*** Opening Provided entries ***
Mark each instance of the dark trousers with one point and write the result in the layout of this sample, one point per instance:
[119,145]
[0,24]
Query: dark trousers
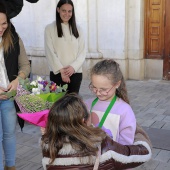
[73,86]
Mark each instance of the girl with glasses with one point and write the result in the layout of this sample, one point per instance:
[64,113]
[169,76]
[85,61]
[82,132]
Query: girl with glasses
[110,109]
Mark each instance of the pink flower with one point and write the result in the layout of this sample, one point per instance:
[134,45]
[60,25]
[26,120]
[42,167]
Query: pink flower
[53,87]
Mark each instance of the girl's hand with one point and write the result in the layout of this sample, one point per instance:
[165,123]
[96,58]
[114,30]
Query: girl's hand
[42,130]
[3,97]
*** Closing Provided entries ***
* Your assignment
Lines holding the word "layout" in the entries above are the ones to pull out. Copy them all.

* Answer for the task
Mark each instance of the dark trousers with one point and write the result in the layout of this sample, one point per instance:
Mark each instance of the girl with glasses with one point and write the result in the layout of this sample, one point per instance:
Mark each instance of the pink flower with one point and write the result in the layout of this sample, one point per instance:
Mark each instance of the girl's hand with one point and write the result in the layout of this sample, one point per instance:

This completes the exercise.